__Excerpted text__.

========================================

And then after that, it's a case of seeing if there's anything I can do to clean up the tile hearth. It's a different animal from the glazed floor tiles, as the materials used there are actually 15th century. It was originally from Rawcliffe Manor, a site dug some years ago. The most amazing thing is its completeness. There were original tile hearths at Barley Hall, but they were too smashed up and robbed to use. It just so happened that Rawcliffe produced a comparatively pristine hearth of about the same size. Rather than break it up (the site was due to be developed and the archaeology destroyed), it was lifted and transferred to the Hall. I can clean the hearth at my leisure, perhaps on a day when the Museum is closed (currently Monday and Tuesday). The main thing is that I complete the tiled floor tomorrow ...

Cleaning hours clocked up today: 13 hours (total of person hours)

Overall total so far: 35.30 hours

Saturday, January 06, 2007

Cleaning the floor tiles at Barley Hall: 3

Another day on the tiles! At various points in the day, there were six people, plus myself working on the floor: Kim, Alex, Maria and her husband, Sally and Peter. This time we were concentrating on cleaning the tiles behind the settles, and those on the dias. The settles effectively created two corridors to clean down. I was on one of them, and Kim and Peter were on the other at different times. A puzzling feature was chewing gum. Normally these 'corridors' are covered by the settles, which have been pulled out for cleaning purposes. However, there was a fair amount of dirt behind them, but how on earth did the chewing gum get there? Not surpringly, there is talk of ensuring that school parties have disposed of their chewing gum before they enter the Hall ...

========================================

__Data supplied__.

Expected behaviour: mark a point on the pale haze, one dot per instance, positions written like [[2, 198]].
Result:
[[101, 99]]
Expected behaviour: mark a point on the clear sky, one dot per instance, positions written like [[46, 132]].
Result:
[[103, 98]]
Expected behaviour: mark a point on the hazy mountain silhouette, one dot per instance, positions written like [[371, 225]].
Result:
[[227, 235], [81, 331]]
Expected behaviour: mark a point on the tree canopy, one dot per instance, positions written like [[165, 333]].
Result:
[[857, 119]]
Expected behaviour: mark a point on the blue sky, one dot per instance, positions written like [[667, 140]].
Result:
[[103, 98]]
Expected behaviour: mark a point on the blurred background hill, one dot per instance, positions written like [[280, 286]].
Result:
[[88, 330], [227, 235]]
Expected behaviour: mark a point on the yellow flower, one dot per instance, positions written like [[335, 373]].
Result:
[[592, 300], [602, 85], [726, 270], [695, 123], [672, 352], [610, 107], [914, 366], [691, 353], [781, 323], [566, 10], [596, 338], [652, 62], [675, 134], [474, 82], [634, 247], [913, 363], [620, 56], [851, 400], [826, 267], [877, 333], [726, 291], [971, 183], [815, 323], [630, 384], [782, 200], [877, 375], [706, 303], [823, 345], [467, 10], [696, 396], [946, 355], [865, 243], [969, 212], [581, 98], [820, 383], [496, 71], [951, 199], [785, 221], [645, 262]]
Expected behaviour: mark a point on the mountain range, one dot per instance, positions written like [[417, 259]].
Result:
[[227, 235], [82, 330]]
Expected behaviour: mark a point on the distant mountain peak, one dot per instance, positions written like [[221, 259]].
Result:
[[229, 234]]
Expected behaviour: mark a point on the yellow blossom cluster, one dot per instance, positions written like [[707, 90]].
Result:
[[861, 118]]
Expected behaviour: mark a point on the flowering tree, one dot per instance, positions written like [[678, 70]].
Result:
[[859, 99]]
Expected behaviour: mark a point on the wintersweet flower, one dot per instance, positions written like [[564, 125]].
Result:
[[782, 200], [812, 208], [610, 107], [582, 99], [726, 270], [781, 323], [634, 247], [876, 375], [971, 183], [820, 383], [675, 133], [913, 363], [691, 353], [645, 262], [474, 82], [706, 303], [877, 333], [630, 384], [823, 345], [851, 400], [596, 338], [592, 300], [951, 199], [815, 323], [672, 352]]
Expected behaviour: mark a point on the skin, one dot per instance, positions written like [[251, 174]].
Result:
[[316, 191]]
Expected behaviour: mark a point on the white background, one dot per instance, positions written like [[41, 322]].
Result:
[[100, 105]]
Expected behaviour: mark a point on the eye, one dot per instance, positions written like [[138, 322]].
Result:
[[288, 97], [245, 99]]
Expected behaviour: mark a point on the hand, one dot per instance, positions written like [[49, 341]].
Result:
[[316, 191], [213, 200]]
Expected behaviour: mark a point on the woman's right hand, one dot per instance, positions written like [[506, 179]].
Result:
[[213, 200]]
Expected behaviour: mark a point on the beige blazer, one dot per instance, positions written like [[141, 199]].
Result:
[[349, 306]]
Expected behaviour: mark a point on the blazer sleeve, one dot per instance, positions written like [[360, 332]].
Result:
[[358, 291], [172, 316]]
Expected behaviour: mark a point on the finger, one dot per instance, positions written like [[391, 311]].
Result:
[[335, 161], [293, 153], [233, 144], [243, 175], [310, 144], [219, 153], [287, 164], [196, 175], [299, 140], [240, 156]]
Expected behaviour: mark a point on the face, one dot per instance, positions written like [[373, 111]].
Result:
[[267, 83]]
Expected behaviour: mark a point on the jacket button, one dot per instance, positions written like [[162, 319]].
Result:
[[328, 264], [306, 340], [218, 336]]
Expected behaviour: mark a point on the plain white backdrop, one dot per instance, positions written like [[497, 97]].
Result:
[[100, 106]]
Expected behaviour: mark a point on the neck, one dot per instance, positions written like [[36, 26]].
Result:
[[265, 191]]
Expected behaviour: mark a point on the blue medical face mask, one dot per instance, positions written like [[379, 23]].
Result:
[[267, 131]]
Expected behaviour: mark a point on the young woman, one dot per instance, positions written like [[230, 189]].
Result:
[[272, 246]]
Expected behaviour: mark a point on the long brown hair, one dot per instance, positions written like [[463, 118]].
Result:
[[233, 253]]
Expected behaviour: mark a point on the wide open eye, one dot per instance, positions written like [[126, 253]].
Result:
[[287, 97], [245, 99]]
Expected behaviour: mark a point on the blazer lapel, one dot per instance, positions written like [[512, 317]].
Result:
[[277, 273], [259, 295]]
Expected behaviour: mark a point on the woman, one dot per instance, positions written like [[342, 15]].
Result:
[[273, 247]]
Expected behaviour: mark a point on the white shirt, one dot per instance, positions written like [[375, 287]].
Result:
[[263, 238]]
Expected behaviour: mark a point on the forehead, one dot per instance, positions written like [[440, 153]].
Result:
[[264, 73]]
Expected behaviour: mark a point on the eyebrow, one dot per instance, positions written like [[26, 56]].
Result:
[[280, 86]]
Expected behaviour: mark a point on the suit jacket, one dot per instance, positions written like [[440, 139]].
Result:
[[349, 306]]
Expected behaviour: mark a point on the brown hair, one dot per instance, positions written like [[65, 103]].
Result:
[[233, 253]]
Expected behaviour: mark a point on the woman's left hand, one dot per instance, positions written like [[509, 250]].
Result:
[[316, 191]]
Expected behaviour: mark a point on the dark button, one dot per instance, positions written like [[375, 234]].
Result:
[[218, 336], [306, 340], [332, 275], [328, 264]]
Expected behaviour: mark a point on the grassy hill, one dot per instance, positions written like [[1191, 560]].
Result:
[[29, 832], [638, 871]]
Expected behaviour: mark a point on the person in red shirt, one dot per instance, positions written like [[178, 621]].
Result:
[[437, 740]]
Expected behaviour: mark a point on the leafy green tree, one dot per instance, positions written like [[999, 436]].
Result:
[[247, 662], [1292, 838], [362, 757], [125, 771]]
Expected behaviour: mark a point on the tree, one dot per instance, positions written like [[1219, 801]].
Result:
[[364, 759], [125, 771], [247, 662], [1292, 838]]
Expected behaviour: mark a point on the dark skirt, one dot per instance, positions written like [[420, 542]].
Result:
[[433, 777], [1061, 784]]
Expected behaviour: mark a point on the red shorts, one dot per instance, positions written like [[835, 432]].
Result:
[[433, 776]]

========================================

__Tasks and exercises__.
1 > Translate this sentence from the Barley Hall cleaning text into Spanish: "I can clean the hearth at my leisure, perhaps on a day when the Museum is closed (currently Monday and Tuesday)."
2 > Name every person the Barley Hall cleaning text identifies by name as working on the floor besides the writer.
3 > According to the Barley Hall cleaning text, where did the tile hearth originally come from?

__Solved tasks__.
1 > Puedo limpiar el hogar con calma, quizás un día en que el Museo esté cerrado (actualmente lunes y martes).

2 > Kim, Alex, Maria, Sally, Peter

3 > Rawcliffe Manor